= Beginning of Section =
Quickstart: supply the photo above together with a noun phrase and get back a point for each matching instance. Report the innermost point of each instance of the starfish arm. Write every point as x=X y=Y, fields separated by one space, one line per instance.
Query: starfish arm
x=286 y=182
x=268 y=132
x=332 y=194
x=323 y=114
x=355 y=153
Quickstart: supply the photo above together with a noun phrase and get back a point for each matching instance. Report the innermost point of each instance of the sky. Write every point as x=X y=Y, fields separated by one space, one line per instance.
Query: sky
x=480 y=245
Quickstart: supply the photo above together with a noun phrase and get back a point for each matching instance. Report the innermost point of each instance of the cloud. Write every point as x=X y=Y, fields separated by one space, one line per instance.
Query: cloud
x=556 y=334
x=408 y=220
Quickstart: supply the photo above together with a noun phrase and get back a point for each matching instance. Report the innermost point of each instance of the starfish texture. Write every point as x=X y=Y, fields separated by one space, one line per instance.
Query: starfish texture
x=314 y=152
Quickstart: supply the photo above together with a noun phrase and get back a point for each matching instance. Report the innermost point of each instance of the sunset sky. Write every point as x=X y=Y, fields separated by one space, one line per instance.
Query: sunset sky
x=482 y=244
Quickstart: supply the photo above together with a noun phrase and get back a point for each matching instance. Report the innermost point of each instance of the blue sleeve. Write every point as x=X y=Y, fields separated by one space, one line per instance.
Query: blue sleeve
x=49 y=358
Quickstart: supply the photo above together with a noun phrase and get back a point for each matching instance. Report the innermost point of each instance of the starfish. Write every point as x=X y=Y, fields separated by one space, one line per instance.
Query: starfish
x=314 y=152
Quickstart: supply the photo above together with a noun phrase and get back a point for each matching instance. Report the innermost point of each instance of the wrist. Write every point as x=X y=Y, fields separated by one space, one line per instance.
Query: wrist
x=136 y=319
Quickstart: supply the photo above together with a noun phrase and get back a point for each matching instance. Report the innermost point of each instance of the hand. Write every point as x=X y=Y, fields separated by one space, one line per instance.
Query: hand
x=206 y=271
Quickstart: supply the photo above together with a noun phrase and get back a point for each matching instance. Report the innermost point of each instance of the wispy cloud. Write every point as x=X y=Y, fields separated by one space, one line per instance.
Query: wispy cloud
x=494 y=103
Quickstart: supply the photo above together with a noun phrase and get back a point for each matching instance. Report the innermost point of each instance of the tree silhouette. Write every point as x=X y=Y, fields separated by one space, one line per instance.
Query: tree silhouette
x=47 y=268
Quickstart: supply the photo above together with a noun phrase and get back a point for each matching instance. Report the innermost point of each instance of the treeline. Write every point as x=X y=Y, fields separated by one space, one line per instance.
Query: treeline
= End of Section =
## Task details
Write the data out again in full and exactly.

## Response for this exercise
Quickstart: supply the photo above together with a noun phrase and get back a point for each matching instance. Report the innermost point of each instance of the starfish arm. Write every point as x=X y=Y, fields separated by one space, one line per instance.
Query: starfish arm
x=286 y=182
x=268 y=132
x=332 y=194
x=323 y=114
x=355 y=153
Quickstart: supply the photo above together with a noun phrase and get back a point for each matching instance. Report the innermost point of each instance of the sky. Write every point as x=X y=Y, fields separated by one space, one line per instance.
Query: sky
x=480 y=245
Quickstart: supply the photo above together with a noun phrase and get back a point for each matching instance. Report the innermost point of each instance of the cloud. Write every point as x=X y=Y, fields separated by one space, one line per instance.
Query: cloud
x=556 y=334
x=408 y=220
Quickstart: supply the photo above together with a noun phrase and get back a point for each matching instance. Report the innermost point of each instance of the starfish texture. Write every point as x=X y=Y, fields separated by one space, one line per instance.
Query: starfish texture
x=314 y=152
Quickstart: supply the photo above together with a noun phrase and get back a point for each matching instance. Report the innermost point of each instance of the sunset sky. Write every point as x=X y=Y, fields separated by one space, one line per instance.
Query: sunset sky
x=482 y=244
Quickstart: supply the photo above together with a noun phrase and get back a point for each matching instance. Report the innermost point of each instance of the blue sleeve. Write every point as x=X y=Y, fields separated by one space, one line per instance.
Query: blue sleeve
x=49 y=358
Quickstart: supply the photo above together with a noun phrase and get back a point for each matching instance. Report the innermost point of each instance of the starfish. Write every point as x=X y=Y, fields separated by one space, one line per instance.
Query: starfish
x=314 y=152
Quickstart: supply the photo above together with a noun phrase and get back a point for each matching instance. Report the innermost point of each instance of the wrist. Write every point as x=X y=Y, fields separated by one space, one line per instance.
Query: wrist
x=136 y=319
Quickstart: supply the photo above together with a noun phrase and get back a point for each matching instance. Report the innermost point of each instance of the hand. Write every point as x=X y=Y, fields separated by one space, one line per instance.
Query: hand
x=206 y=271
Quickstart: supply the photo above together with a noun phrase and get back a point for each matching instance. Report the innermost point of each instance of the wispy cloud. Write every point as x=X y=Y, fields separated by one space, one line per instance.
Query: wispy cloud
x=494 y=103
Quickstart: supply the photo above together with a noun phrase and get back a point for each matching instance. Report the innermost point of each instance of the tree silhouette. Write every point as x=X y=Y, fields separated by one space, one line per instance.
Query: tree silhouette
x=47 y=268
Quickstart: supply the photo above together with a noun phrase and get back a point for each matching instance. Report the innermost point of each instance of the treeline. Write every point as x=X y=Y, fields separated by one space, one line per instance.
Query: treeline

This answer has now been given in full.